* **LA SOLICITUD**: Continúa el hilo del foro sobre la falla de audio del Samsung Galaxy S2 Hercules a partir de su última oración.

* **FRAGMENTO DEL TEXTO**:
»»

# Falla con la que no doy en un samsung galaxy s2 Hercules



## R-Mario (Ago 19, 2013)

Bueno señores, este aparatejo solo tiene una placa logica completa que bien podria cambiar toda pero el costo de dicha placa no es para nada barato.

Ciertamente es dificil tratar de reparar algo por el diminuto tamaño que este tiene en sus componentes,

Paso a explicar la falla.

- Si me llaman o yo llamo, la otra persona no me escucha nada y yo tampoco escucho nada.
- Si estando en la llamada activo el altavoz (bocina trasera) entonces la otra persona me escucha y yo escucho por el altavoz
- Si pongo musica no se escucha nada ni por atras no por delante, si conecto los audifonos ahi si se escuchan.
- Si pongo un video tampoco se escucha nada ni por los audifonos, pero si pongo un video 3gp si lo esucho aunque sea por los audifonos
- Todos los tonos de aviso suenan bien por el altavoz trasero.
- Todo lo demas trabaja bien.

««

* **CONJUNTO DE DATOS**:
»»

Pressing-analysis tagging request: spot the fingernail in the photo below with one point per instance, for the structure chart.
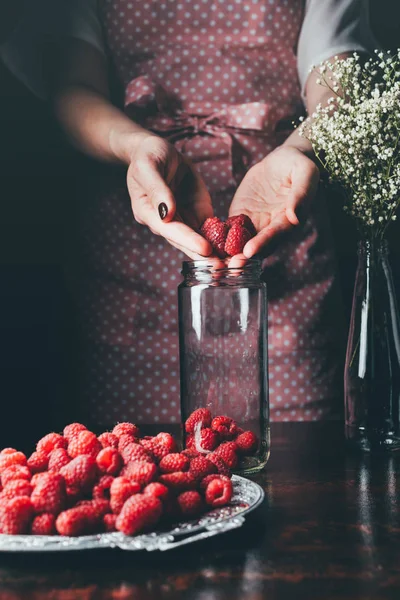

««

* **RESPUESTA A LA TAREA**:
El galaxy es un T989 Hercules la version de T-Mobile, esta actualizado a la ultima version oficial y esta liberado. 
Lo he destapado y no veo nada mal

Y estoy muy confundid, parece falla de hardware al principio y luego parace falla de software. No se que hacerle ...


----------



## Scooter (Ago 19, 2013)

Huele a soft. Reflashea la rom a ver.


----------



## SKYFALL (Ago 19, 2013)

Es mero software, busca una actualización para el teléfono o mejor aun busca downgradear el software actual, versiones inferiores suelen funcionan mejor que las actualizaciones.


----------



## SantyUY (Ago 19, 2013)

Ajna dijo:


> - Si pongo un video tampoco se escucha nada ni por los audifonos, pero si pongo un video 3gp si lo esucho aunque sea por los audifonos



Si se distingue una mejoría cambiando formatos es casi seguro que es problema del S.O.


----------



## celtronics2011 (Ago 21, 2013)

amigo tienes una imagen del telefono  ,que modelos es exactamente esta devajo de la bateria????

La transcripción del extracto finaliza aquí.